(What you need to do) Replace "processed_dir" with "data_dir" in the data-loading notebook, starting at the words "import polars as" and stopping after "(includes all metadata)". Give that stretch again with the change made.

In [24]:
import sys
sys.path.insert(0, '..')

import polars as pl
from pathlib import Path
import json

print("Loading data files...")

# Define paths
processed_dir = Path('../data/processed')

# Load sentiment data
df_sentiment = pl.read_parquet(processed_dir / 'df_sample_sentiment.parquet')
print(f"✓ Loaded df_sample_sentiment.parquet: {df_sentiment.shape}")

# Load topic data with document assignments (includes all metadata)
df_topic = pl.read_parquet(processed_dir / 'topic_document_assignments.parquet')
print(f"✓ Loaded topic_document_assignments.parquet: {df_topic.shape}")

print(f"\nDataframes loaded successfully!")

Loading data files...
✓ Loaded df_sample_sentiment.parquet: (412, 18)
✓ Loaded topic_document_assignments.parquet: (412, 17)

Dataframes loaded successfully!


In [25]:
# Create common ID from speech ID and paragraph ID
print("="*80)
print("CREATING COMMON IDENTIFIERS")
print("="*80)

# Check columns in both dataframes
print("\nSentiment dataframe columns:")
print(f"  {df_sentiment.columns}")

print("\nTopic dataframe columns:")
print(f"  {df_topic.columns}")

# Create common ID in sentiment dataframe
print("\n1. Adding common ID to sentiment dataframe...")
df_sentiment = df_sentiment.with_columns(
    pl.concat_str(
        pl.col('id').cast(pl.Utf8),
        pl.lit('_'),
        pl.col('paragraph_number').cast(pl.Utf8)
    ).alias('unique_id')
)
print(f"✓ Created unique_id in sentiment data")
print(f"  Shape: {df_sentiment.shape}")
print(f"  Sample IDs: {df_sentiment.select('unique_id').head(5)}")

# Create common ID in topic dataframe
print("\n2. Adding common ID to topic dataframe...")
df_topic = df_topic.with_columns(
    pl.concat_str(
        pl.col('id').cast(pl.Utf8),
        pl.lit('_'),
        pl.col('paragraph_number').cast(pl.Utf8)
    ).alias('unique_id')
)
print(f"✓ Created unique_id in topic data")
print(f"  Shape: {df_topic.shape}")
print(f"  Sample IDs: {df_topic.select('unique_id').head(5)}")

print(f"\n" + "="*80)
print("COMMON IDENTIFIERS CREATED SUCCESSFULLY!")
print("="*80)

(Source material)

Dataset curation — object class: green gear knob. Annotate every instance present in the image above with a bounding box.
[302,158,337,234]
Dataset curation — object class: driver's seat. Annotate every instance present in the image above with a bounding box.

(Complete response)
import polars as pl
from pathlib import Path
import json

print("Loading data files...")

# Define paths
data_dir = Path('../data/processed')

# Load sentiment data
df_sentiment = pl.read_parquet(data_dir / 'df_sample_sentiment.parquet')
print(f"✓ Loaded df_sample_sentiment.parquet: {df_sentiment.shape}")

# Load topic data with document assignments (includes all metadata)